◆ **Coordinate annotation entries**
* * * * *
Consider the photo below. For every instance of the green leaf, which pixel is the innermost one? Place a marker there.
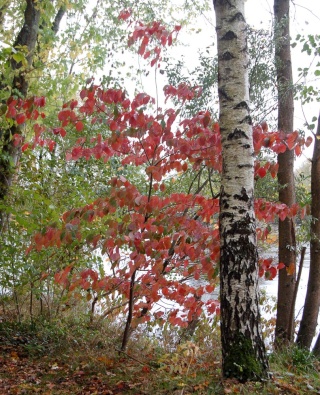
(19, 57)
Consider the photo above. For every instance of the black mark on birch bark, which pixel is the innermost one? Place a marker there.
(224, 95)
(227, 56)
(237, 134)
(230, 35)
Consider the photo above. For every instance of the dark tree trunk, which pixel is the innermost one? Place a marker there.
(243, 350)
(10, 154)
(310, 315)
(28, 35)
(316, 348)
(287, 242)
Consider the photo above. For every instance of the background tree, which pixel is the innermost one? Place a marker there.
(287, 240)
(310, 315)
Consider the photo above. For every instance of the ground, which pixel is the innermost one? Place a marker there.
(26, 367)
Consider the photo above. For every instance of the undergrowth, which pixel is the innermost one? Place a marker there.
(88, 358)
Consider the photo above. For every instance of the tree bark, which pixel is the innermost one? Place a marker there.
(9, 154)
(316, 348)
(287, 243)
(243, 350)
(310, 315)
(27, 37)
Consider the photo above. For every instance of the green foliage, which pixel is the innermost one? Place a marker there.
(242, 363)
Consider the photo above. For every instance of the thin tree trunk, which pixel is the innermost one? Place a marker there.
(287, 242)
(27, 37)
(10, 154)
(310, 315)
(127, 330)
(243, 350)
(316, 348)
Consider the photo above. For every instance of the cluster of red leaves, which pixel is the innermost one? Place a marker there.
(154, 33)
(157, 236)
(22, 111)
(168, 241)
(161, 241)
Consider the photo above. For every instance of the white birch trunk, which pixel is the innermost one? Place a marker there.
(243, 349)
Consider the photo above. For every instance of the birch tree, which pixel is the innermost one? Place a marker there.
(243, 349)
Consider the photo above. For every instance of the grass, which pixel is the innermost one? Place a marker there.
(71, 357)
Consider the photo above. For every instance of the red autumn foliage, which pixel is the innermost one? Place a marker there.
(159, 240)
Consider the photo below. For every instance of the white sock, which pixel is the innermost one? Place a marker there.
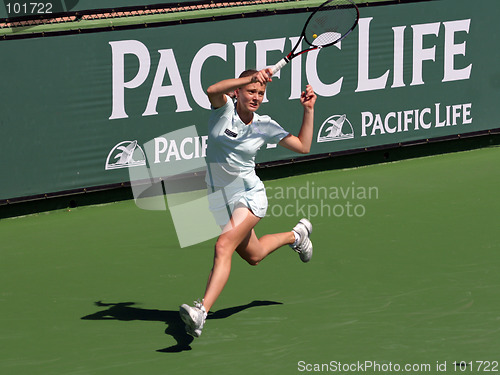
(297, 238)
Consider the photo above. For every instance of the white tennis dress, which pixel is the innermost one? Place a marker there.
(231, 149)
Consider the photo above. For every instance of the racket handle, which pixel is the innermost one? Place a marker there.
(280, 65)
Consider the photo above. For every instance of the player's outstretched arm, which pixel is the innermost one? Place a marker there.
(302, 143)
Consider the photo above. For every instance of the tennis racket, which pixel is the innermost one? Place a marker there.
(328, 24)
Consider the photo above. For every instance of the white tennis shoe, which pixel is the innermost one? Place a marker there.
(194, 317)
(303, 245)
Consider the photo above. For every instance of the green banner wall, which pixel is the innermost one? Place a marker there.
(73, 107)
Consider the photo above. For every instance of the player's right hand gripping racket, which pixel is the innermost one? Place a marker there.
(328, 24)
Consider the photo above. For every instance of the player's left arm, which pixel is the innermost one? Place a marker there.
(302, 143)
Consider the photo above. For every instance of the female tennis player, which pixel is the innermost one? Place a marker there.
(237, 196)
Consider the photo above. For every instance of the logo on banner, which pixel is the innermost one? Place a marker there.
(335, 128)
(125, 154)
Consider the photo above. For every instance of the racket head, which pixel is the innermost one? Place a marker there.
(331, 22)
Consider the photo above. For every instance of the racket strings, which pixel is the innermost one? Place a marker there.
(331, 22)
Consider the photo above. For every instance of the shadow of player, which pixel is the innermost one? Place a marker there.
(125, 311)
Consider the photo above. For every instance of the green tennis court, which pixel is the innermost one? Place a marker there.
(406, 270)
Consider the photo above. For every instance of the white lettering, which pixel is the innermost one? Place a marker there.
(452, 49)
(176, 88)
(421, 54)
(119, 50)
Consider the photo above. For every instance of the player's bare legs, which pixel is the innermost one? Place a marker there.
(239, 236)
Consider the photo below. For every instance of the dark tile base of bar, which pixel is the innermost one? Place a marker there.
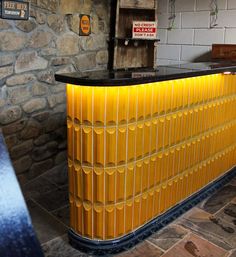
(118, 245)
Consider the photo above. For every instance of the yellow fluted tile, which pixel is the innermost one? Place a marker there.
(148, 101)
(87, 174)
(77, 104)
(139, 140)
(129, 181)
(152, 171)
(99, 105)
(98, 146)
(154, 136)
(147, 138)
(163, 195)
(87, 218)
(136, 218)
(159, 168)
(111, 105)
(87, 145)
(110, 222)
(131, 142)
(70, 138)
(167, 131)
(79, 215)
(120, 184)
(98, 221)
(156, 206)
(71, 177)
(121, 144)
(78, 182)
(123, 104)
(128, 216)
(161, 97)
(98, 185)
(146, 166)
(150, 207)
(87, 105)
(160, 132)
(110, 185)
(77, 143)
(133, 98)
(120, 219)
(143, 213)
(141, 93)
(72, 212)
(138, 177)
(111, 146)
(70, 102)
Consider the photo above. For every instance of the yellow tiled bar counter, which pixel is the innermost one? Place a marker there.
(136, 151)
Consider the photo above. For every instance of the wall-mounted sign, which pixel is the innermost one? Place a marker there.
(14, 10)
(144, 30)
(85, 25)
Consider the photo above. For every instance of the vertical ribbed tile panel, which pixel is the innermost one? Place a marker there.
(136, 151)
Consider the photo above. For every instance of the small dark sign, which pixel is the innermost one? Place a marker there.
(85, 25)
(14, 10)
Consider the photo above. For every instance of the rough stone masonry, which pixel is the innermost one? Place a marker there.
(32, 103)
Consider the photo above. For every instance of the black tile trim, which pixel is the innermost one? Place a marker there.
(118, 245)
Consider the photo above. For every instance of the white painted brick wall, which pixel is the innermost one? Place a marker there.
(196, 19)
(230, 36)
(209, 36)
(191, 38)
(205, 5)
(231, 4)
(171, 52)
(180, 36)
(185, 5)
(192, 53)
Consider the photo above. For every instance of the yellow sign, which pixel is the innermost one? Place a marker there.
(85, 25)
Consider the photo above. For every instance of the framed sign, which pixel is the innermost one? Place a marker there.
(144, 30)
(85, 25)
(14, 10)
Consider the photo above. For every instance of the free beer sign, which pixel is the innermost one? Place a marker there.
(144, 30)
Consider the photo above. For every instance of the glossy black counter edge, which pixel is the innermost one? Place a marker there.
(84, 81)
(118, 245)
(17, 236)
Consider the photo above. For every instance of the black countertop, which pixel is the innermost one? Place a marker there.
(145, 75)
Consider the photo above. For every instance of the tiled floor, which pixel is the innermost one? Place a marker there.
(208, 230)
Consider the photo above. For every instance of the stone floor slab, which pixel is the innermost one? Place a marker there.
(53, 200)
(60, 247)
(194, 246)
(168, 236)
(219, 199)
(63, 215)
(214, 229)
(37, 187)
(143, 249)
(46, 227)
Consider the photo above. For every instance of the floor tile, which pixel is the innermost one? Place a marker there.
(228, 214)
(233, 182)
(37, 187)
(233, 254)
(54, 200)
(143, 249)
(211, 228)
(58, 175)
(194, 246)
(60, 247)
(168, 236)
(63, 215)
(46, 227)
(219, 199)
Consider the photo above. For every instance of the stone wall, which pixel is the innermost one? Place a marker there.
(32, 103)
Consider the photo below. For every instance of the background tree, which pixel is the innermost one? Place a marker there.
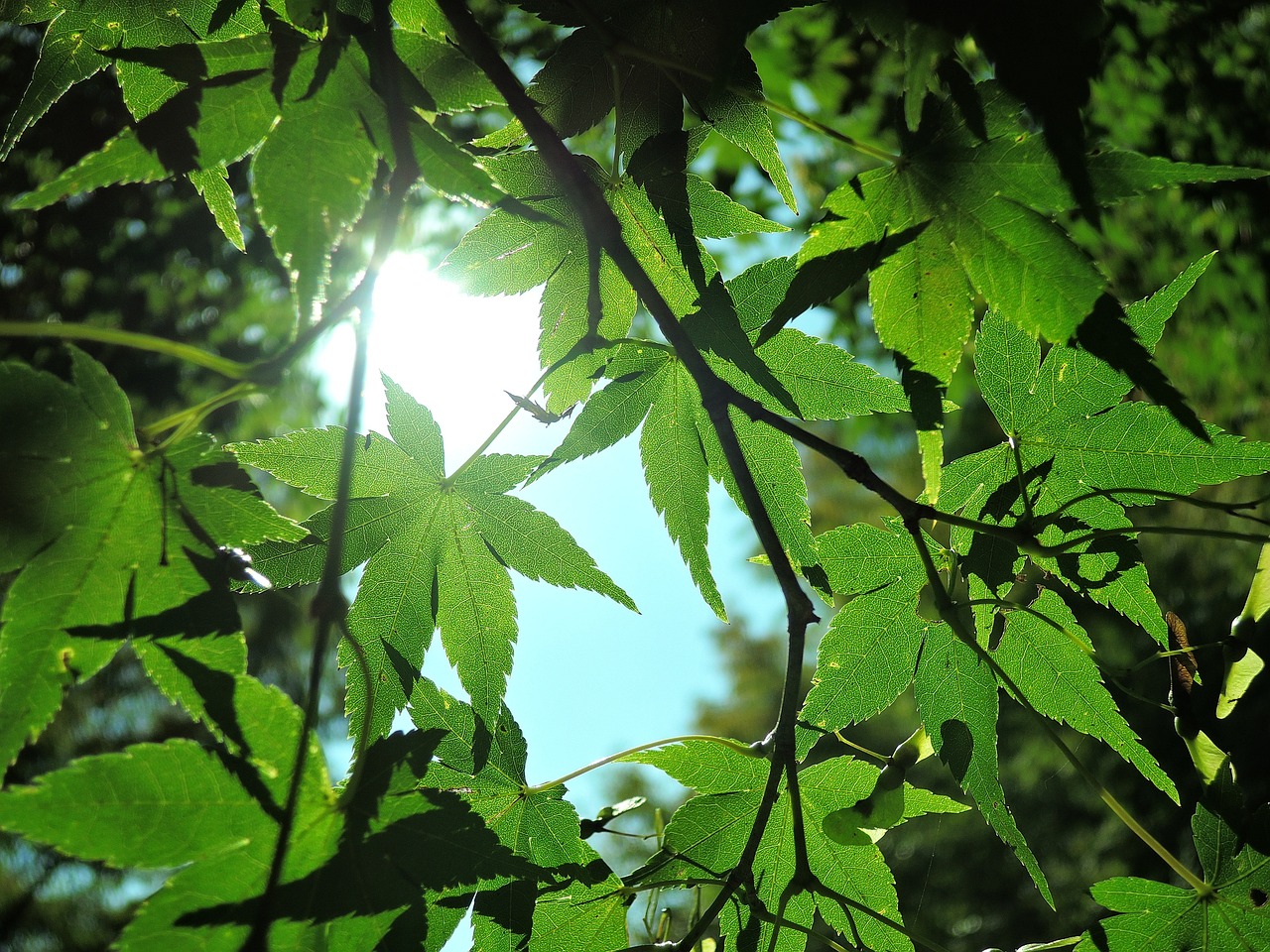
(712, 377)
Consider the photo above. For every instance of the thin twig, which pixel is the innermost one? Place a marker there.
(604, 230)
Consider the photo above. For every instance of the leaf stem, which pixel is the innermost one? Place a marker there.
(185, 420)
(329, 607)
(234, 370)
(603, 227)
(604, 761)
(1092, 535)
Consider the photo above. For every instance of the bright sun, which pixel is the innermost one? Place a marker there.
(452, 353)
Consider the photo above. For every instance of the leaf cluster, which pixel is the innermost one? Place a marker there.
(971, 592)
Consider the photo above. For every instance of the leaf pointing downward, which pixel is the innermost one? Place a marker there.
(439, 552)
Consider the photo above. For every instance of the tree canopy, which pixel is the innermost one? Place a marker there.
(638, 166)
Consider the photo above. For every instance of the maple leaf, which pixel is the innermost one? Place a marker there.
(437, 551)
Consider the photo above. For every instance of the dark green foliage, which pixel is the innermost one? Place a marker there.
(978, 590)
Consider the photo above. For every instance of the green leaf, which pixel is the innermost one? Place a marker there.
(213, 185)
(153, 805)
(1052, 664)
(737, 112)
(108, 543)
(956, 697)
(422, 534)
(707, 767)
(532, 543)
(675, 466)
(452, 81)
(72, 48)
(421, 16)
(309, 193)
(991, 203)
(707, 833)
(1155, 916)
(212, 902)
(776, 467)
(866, 657)
(200, 128)
(484, 762)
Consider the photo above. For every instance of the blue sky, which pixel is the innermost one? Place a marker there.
(590, 676)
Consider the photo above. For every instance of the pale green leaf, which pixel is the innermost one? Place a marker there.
(153, 805)
(866, 657)
(1053, 665)
(313, 176)
(212, 184)
(675, 466)
(476, 615)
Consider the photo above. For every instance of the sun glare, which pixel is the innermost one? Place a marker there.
(454, 354)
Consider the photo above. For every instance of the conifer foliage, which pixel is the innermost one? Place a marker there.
(601, 193)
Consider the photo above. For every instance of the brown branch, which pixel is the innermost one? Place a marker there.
(603, 229)
(329, 607)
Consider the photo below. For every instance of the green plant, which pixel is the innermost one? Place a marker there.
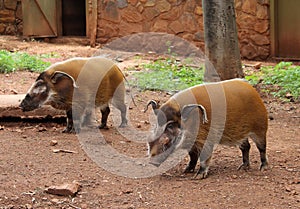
(12, 61)
(280, 80)
(168, 75)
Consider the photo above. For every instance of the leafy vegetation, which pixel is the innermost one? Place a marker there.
(12, 61)
(280, 81)
(168, 74)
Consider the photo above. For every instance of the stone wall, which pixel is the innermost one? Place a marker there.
(11, 17)
(253, 21)
(184, 18)
(118, 18)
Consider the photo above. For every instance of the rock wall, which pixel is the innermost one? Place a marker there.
(11, 17)
(253, 21)
(184, 18)
(118, 18)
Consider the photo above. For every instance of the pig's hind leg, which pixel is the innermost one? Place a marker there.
(70, 127)
(245, 148)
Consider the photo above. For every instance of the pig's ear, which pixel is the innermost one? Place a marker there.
(58, 74)
(187, 109)
(155, 105)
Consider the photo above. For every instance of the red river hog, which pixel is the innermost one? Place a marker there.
(77, 86)
(200, 117)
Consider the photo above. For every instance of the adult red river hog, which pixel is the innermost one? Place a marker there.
(200, 117)
(77, 85)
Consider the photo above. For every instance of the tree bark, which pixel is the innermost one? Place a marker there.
(222, 53)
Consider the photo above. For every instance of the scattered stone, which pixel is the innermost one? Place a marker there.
(14, 91)
(63, 150)
(66, 189)
(42, 129)
(288, 95)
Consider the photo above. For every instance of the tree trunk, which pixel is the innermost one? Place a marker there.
(222, 54)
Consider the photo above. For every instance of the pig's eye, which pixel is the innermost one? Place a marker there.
(170, 127)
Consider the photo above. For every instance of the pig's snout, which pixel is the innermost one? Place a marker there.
(27, 104)
(155, 162)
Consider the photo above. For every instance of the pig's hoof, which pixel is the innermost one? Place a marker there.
(244, 166)
(69, 131)
(103, 126)
(122, 125)
(264, 166)
(202, 173)
(189, 169)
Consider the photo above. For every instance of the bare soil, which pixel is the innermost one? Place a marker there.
(28, 164)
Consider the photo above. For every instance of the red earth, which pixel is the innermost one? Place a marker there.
(28, 164)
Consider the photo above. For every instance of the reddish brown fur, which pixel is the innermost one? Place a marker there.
(245, 115)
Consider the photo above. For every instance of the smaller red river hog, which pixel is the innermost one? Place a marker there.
(78, 85)
(200, 117)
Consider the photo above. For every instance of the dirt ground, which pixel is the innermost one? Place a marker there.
(28, 164)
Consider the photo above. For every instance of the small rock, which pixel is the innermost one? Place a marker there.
(14, 91)
(288, 189)
(42, 129)
(55, 200)
(288, 95)
(257, 65)
(53, 143)
(28, 206)
(66, 189)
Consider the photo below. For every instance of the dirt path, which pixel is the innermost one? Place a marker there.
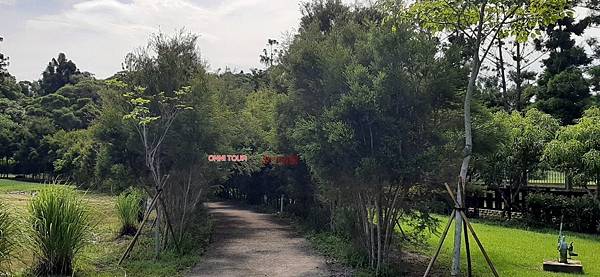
(248, 243)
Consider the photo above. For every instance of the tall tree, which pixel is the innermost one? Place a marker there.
(58, 73)
(3, 65)
(562, 89)
(480, 22)
(362, 113)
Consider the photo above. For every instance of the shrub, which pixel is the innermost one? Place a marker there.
(129, 206)
(60, 222)
(8, 232)
(580, 214)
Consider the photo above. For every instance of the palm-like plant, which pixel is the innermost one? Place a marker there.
(128, 209)
(8, 239)
(60, 223)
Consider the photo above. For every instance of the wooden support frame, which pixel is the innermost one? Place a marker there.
(458, 208)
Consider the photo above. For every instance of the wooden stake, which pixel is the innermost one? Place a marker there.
(487, 258)
(137, 234)
(442, 238)
(468, 250)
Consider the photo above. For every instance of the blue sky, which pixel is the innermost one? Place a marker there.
(97, 34)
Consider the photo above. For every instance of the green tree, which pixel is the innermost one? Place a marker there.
(519, 150)
(362, 112)
(575, 150)
(480, 22)
(58, 73)
(3, 64)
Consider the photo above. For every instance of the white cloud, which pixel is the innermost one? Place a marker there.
(97, 34)
(7, 2)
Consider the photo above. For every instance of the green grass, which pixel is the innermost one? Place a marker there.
(515, 252)
(100, 256)
(7, 185)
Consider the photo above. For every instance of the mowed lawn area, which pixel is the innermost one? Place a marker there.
(100, 256)
(514, 252)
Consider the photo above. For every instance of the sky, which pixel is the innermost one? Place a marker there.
(97, 34)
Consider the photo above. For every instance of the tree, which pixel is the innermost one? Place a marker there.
(3, 64)
(480, 22)
(576, 147)
(363, 112)
(519, 150)
(269, 56)
(58, 73)
(562, 89)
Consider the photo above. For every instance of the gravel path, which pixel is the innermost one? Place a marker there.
(247, 243)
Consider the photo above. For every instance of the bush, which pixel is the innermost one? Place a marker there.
(8, 232)
(580, 214)
(60, 223)
(129, 206)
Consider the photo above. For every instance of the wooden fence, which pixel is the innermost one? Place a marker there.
(492, 199)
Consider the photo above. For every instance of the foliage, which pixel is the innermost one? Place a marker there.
(575, 149)
(520, 143)
(129, 207)
(60, 222)
(58, 73)
(362, 113)
(580, 214)
(8, 239)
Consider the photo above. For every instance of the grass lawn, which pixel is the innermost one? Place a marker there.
(100, 256)
(515, 252)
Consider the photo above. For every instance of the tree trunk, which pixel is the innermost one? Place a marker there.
(502, 76)
(519, 79)
(466, 158)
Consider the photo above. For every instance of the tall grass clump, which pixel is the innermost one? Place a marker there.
(60, 223)
(8, 239)
(129, 206)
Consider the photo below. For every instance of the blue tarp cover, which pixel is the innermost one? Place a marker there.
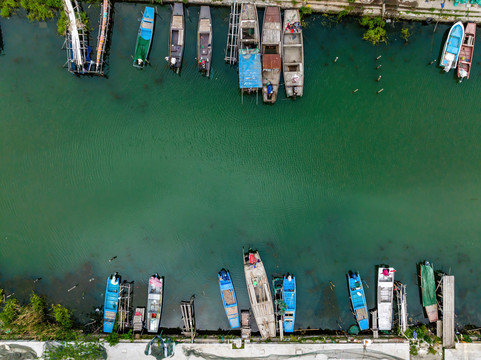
(250, 71)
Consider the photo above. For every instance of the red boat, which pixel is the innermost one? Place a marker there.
(467, 49)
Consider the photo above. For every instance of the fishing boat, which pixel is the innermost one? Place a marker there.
(450, 54)
(176, 39)
(144, 38)
(250, 67)
(279, 304)
(111, 304)
(204, 41)
(259, 293)
(358, 300)
(154, 302)
(428, 289)
(467, 51)
(293, 54)
(271, 53)
(289, 296)
(385, 294)
(228, 299)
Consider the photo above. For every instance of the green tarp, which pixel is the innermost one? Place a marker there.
(428, 285)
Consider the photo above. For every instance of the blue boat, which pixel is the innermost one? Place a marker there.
(452, 47)
(358, 300)
(111, 304)
(228, 298)
(289, 297)
(144, 38)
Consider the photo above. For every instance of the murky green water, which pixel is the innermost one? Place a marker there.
(174, 175)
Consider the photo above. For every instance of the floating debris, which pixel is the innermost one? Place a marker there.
(73, 287)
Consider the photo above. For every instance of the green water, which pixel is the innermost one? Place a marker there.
(174, 175)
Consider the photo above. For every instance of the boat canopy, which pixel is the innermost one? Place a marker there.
(250, 71)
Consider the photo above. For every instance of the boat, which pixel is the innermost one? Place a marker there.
(154, 302)
(144, 38)
(259, 293)
(279, 304)
(428, 290)
(385, 294)
(204, 41)
(228, 299)
(293, 54)
(467, 50)
(289, 296)
(271, 53)
(449, 56)
(138, 322)
(250, 67)
(176, 39)
(111, 304)
(358, 300)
* * * * *
◆ **What is asked**
Locate the line that contains "the green water, which", then please quote it and every line after it to the end of the entries above, exactly and with nothing else.

◆ **Response below**
Consider the photo above. For every instance of the green water, which pixel is the innermost one? Place a marker there.
(174, 175)
Consider the photo above. For every instance of the boat canopy, which pixel is the innermost one? Place a marker there.
(250, 71)
Consider the photo above. For every instance of the boat, which pixel is the innermost one? Place a marker there.
(154, 302)
(144, 38)
(259, 293)
(279, 304)
(428, 290)
(385, 294)
(204, 41)
(228, 299)
(293, 54)
(467, 50)
(289, 296)
(271, 53)
(449, 56)
(138, 322)
(250, 67)
(176, 39)
(111, 304)
(358, 300)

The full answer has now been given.